[start of TEXT SEGMENT]

Gee, what a difference a couple of days makes.

As of this past Saturday morning, lots of TV pundits were declaring this year's NCAA men's basketball tournament the greatest ever. By Monday night, the championship game was losing in the ratings to the game show "Deal or No Deal."

(Which, among other things, reinforces my belief that you can't accurately judge anything while it's ongoing — it's sort of like calling "Lost" the best science fiction show ever midway through its first season.)

It's not that American television viewers have suddenly turned their backs on college basketball in general and the NCAA basketball tournament specifically. It's not that American TV viewers have suddenly been smitten with "Deal" host Howie Mandel.

What happened is that, after all those exciting games in the first four rounds of the NCAAs, the last three games were snoozers. It's hard to keep viewers interested when you're telecasting 14-, 15- and 16-point blowouts.

[end of TEXT SEGMENT]

■ WORK REQUIRED
Condense the paragraph in the passage on NCAA tournament ratings that begins "What happened is that" into one shorter sentence that keeps its main facts.

[start of ENTRIES]

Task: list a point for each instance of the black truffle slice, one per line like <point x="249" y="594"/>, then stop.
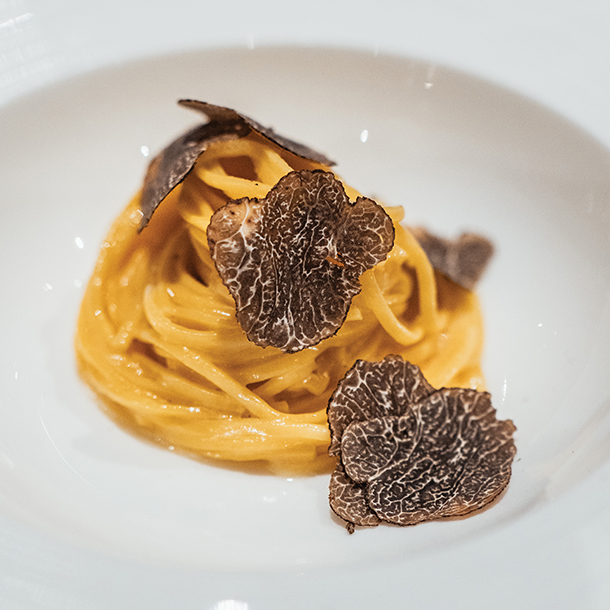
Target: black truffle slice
<point x="374" y="389"/>
<point x="447" y="456"/>
<point x="409" y="453"/>
<point x="292" y="261"/>
<point x="462" y="260"/>
<point x="348" y="500"/>
<point x="172" y="164"/>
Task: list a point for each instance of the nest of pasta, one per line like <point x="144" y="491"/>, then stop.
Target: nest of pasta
<point x="159" y="340"/>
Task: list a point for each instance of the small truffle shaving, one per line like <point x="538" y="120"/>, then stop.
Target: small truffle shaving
<point x="173" y="163"/>
<point x="442" y="455"/>
<point x="462" y="260"/>
<point x="292" y="261"/>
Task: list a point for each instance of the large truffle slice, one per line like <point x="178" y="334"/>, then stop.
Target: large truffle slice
<point x="292" y="261"/>
<point x="431" y="454"/>
<point x="173" y="163"/>
<point x="374" y="389"/>
<point x="462" y="260"/>
<point x="348" y="500"/>
<point x="447" y="457"/>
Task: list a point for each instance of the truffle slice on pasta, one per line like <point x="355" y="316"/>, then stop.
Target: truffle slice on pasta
<point x="173" y="163"/>
<point x="444" y="455"/>
<point x="292" y="261"/>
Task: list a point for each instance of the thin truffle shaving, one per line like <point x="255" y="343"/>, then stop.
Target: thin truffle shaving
<point x="442" y="455"/>
<point x="174" y="163"/>
<point x="462" y="260"/>
<point x="292" y="261"/>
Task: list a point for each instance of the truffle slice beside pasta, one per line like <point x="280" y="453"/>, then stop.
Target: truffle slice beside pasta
<point x="444" y="455"/>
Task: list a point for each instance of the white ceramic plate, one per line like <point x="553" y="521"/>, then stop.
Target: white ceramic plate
<point x="90" y="517"/>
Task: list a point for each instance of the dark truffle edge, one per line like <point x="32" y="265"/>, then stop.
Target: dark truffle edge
<point x="171" y="166"/>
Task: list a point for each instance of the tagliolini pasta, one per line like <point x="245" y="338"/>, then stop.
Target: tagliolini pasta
<point x="158" y="341"/>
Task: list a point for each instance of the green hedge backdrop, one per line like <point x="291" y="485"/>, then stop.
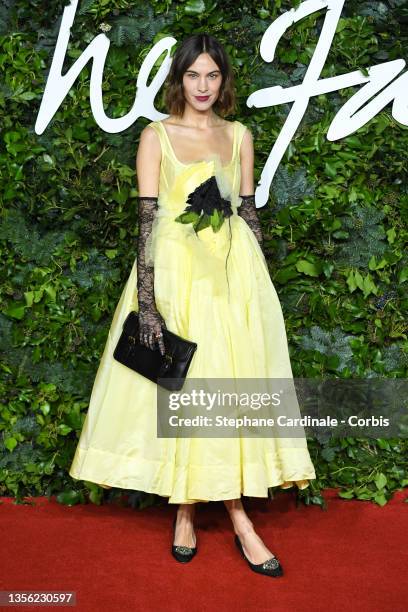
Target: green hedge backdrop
<point x="335" y="225"/>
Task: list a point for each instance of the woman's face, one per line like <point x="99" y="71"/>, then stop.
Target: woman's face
<point x="202" y="82"/>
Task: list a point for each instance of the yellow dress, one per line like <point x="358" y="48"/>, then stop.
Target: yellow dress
<point x="236" y="320"/>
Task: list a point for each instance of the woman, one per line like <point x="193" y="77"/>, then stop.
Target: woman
<point x="208" y="285"/>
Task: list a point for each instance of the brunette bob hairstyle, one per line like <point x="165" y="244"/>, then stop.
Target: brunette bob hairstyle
<point x="186" y="55"/>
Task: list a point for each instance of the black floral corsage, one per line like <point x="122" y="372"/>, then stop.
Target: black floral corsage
<point x="205" y="207"/>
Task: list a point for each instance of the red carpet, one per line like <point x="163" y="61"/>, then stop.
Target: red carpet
<point x="351" y="557"/>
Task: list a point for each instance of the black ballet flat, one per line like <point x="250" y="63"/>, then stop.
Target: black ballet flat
<point x="270" y="567"/>
<point x="183" y="554"/>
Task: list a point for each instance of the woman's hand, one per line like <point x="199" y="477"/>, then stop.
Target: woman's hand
<point x="150" y="328"/>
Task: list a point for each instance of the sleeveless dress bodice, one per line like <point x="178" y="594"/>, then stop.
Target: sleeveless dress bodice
<point x="214" y="288"/>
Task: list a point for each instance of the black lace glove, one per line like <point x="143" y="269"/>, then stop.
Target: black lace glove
<point x="247" y="210"/>
<point x="150" y="320"/>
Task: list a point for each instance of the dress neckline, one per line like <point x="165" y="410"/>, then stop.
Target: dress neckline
<point x="209" y="157"/>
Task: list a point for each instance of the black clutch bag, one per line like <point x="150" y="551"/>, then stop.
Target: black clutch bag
<point x="168" y="370"/>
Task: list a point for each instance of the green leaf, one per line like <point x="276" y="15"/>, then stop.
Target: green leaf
<point x="202" y="223"/>
<point x="307" y="267"/>
<point x="380" y="480"/>
<point x="16" y="311"/>
<point x="10" y="443"/>
<point x="187" y="217"/>
<point x="194" y="7"/>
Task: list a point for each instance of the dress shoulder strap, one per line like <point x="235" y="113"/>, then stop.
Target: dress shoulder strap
<point x="240" y="129"/>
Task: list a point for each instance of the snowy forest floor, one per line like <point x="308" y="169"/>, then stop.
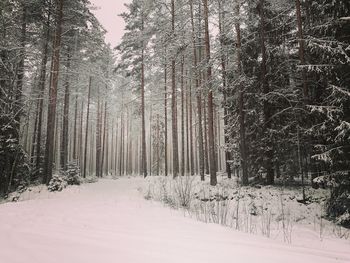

[end of ENTRIES]

■ COMPLETED EXERCISE
The first four NCAA rounds had exciting games, but the last three were 14-, 15- and 16-point blowouts that struggled to hold viewers.